Source passage:
____________________

Quality Status Levels¶

Status	Meaning	Action
`CLEAN`	All checks passed	Include in gold layer
`WARNING`	Minor issues detected	Include in gold with flag; review periodically
`QUARANTINE`	Critical issues	Exclude from gold; route to data steward

Why Flag-Don't-Drop?

Dropping records silently creates invisible data loss. Government data often contains legitimate edge cases (historical records, unusual formats). Flagging preserves the data for human review while protecting downstream analytics from bad inputs.

Step 6: Gold Layer Business Logic¶

Gold models combine cleaned silver data with business rules to produce analytics-ready tables.

Dimension Tables¶

-- models/gold/dim_violation_types.sql
SELECT DISTINCT
    {{ dbt_utils.generate_surrogate_key(['violation_type']) }} AS violation_type_id,
    violation_type,
    CASE violation_type
        WHEN 'Price Fixing' THEN 'Sherman Act Section 1'
        WHEN 'Bid Rigging' THEN 'Sherman Act Section 1'
        WHEN 'Market Allocation' THEN 'Sherman Act Section 1'
        WHEN 'Monopolization' THEN 'Sherman Act Section 2'
        WHEN 'Merger' THEN 'Clayton Act Section 7'
        ELSE 'Other'
    END AS governing_statute,
    CASE violation_type
        WHEN 'Price Fixing' THEN TRUE
        WHEN 'Bid Rigging' THEN TRUE
        WHEN 'Market Allocation' THEN TRUE
        ELSE FALSE
    END AS is_per_se_criminal
FROM {{ ref('stg_criminal_enforcement') }}
WHERE _dq_status != 'QUARANTINE'

Fact Tables with Metrics¶

-- models/gold/fact_merger_reviews.sql
SELECT
    fiscal_year,
    total_hsr_transactions_reported,
    transactions_granted_early_termination,
    second_requests_issued,
    ROUND(
        second_requests_issued * 100.0
        / NULLIF(total_hsr_transactions_reported, 0), 2
    ) AS second_request_rate_pct,
    merger_challenges_filed,
    mergers_abandoned,
    consent_decrees_entered
FROM {{ ref('stg_hsr_filings') }}
WHERE _dq_status != 'QUARANTINE'

Step 7: Data Product Contracts¶

Data product contracts define the schema, SLAs, and ownership of gold-layer datasets exposed to consumers.

____________________

Required tasks:
1. Can you print everything in the data pipeline guide from "Dropping records silently" down to "produce analytics-ready tables.", word for word?
2. How would the data pipeline guide go on after its final sentence? Write the continuation.

Extracted records:
____________________

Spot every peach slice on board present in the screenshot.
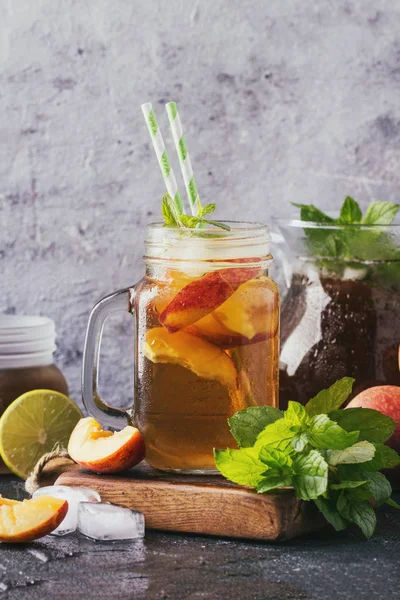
[144,327,237,390]
[68,417,146,473]
[0,496,68,543]
[213,277,279,342]
[160,267,260,333]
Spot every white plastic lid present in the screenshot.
[0,315,56,369]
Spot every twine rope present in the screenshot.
[25,447,70,494]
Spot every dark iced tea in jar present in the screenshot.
[134,224,279,472]
[279,207,400,407]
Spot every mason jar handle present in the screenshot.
[82,288,134,429]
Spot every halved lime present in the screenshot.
[0,390,82,479]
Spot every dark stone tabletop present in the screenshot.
[0,476,400,600]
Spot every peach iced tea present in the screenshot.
[134,259,279,473]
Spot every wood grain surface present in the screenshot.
[56,467,323,541]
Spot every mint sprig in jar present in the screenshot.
[275,197,400,406]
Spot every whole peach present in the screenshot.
[346,385,400,452]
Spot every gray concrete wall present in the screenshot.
[0,0,400,403]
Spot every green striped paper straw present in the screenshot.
[165,102,200,215]
[142,102,183,215]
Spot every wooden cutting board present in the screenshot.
[56,466,324,541]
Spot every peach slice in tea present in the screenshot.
[185,313,244,348]
[213,277,279,342]
[160,267,260,332]
[144,327,237,390]
[153,269,194,314]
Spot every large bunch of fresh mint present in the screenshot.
[161,194,231,231]
[214,377,400,538]
[294,196,400,278]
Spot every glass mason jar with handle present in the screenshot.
[274,220,400,408]
[83,222,279,473]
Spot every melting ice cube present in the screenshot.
[78,502,144,541]
[32,485,101,535]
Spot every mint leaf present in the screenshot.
[337,492,376,538]
[326,441,375,466]
[363,444,400,471]
[340,464,392,506]
[385,498,400,508]
[309,415,359,450]
[363,202,400,225]
[314,496,348,531]
[293,450,328,500]
[305,377,358,418]
[197,204,217,217]
[363,470,392,506]
[179,215,231,231]
[329,408,396,442]
[257,471,292,494]
[200,219,231,231]
[179,215,201,229]
[330,480,368,490]
[257,447,293,494]
[290,431,309,452]
[214,448,268,487]
[292,202,336,223]
[340,196,362,224]
[283,400,310,428]
[254,418,296,450]
[259,446,293,472]
[228,406,283,448]
[161,194,181,227]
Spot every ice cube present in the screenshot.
[32,485,101,535]
[78,502,144,541]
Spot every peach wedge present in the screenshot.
[213,277,279,342]
[160,267,260,333]
[68,417,146,473]
[144,327,237,390]
[0,496,68,543]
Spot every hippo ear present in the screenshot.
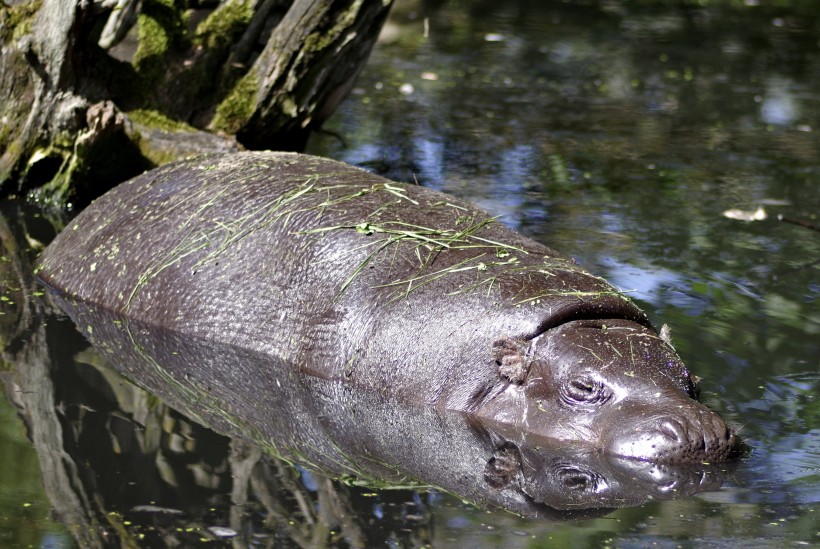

____________________

Answers in order:
1.
Dropping records silently creates invisible data loss. Government data often contains legitimate edge cases (historical records, unusual formats). Flagging preserves the data for human review while protecting downstream analytics from bad inputs.

Step 6: Gold Layer Business Logic¶

Gold models combine cleaned silver data with business rules to produce analytics-ready tables.

2.
# data_products/doj_enforcement_actions.yml
data_product:
    name: doj_enforcement_actions
    version: "1.0.0"
    domain: doj_antitrust
    owner: analytics-team
    description: >
        Consolidated antitrust enforcement actions combining criminal and civil
        cases from DOJ published data. Includes fines, sentences, and violation
        classifications.

    schema:
        table: fact_enforcement_actions
        columns:
            - name: enforcement_action_id
              type: STRING
              description: Surrogate key
              pii: false
            - name: fiscal_year
              type: INT
              description: Federal fiscal year
            - name: enforcement_type
              type: STRING
              description: "criminal or civil"
            - name: violation_type
              type: STRING
              description: Category of antitrust violation
            - name: fine_amount
              type: DECIMAL(18,2)
              description: Fine or remedy amount in USD

    sla:
        freshness: monthly
        completeness: ">= 95%"
        availability: "99.5%"

    classification:
        sensitivity: public
        pii: false
        export_control: none

    consumers:
        - power_bi_enforcement_dashboard
        - research_notebooks

Step 8: Analytics Notebooks¶

Databricks notebooks consume gold-layer tables for exploratory analysis and visualization.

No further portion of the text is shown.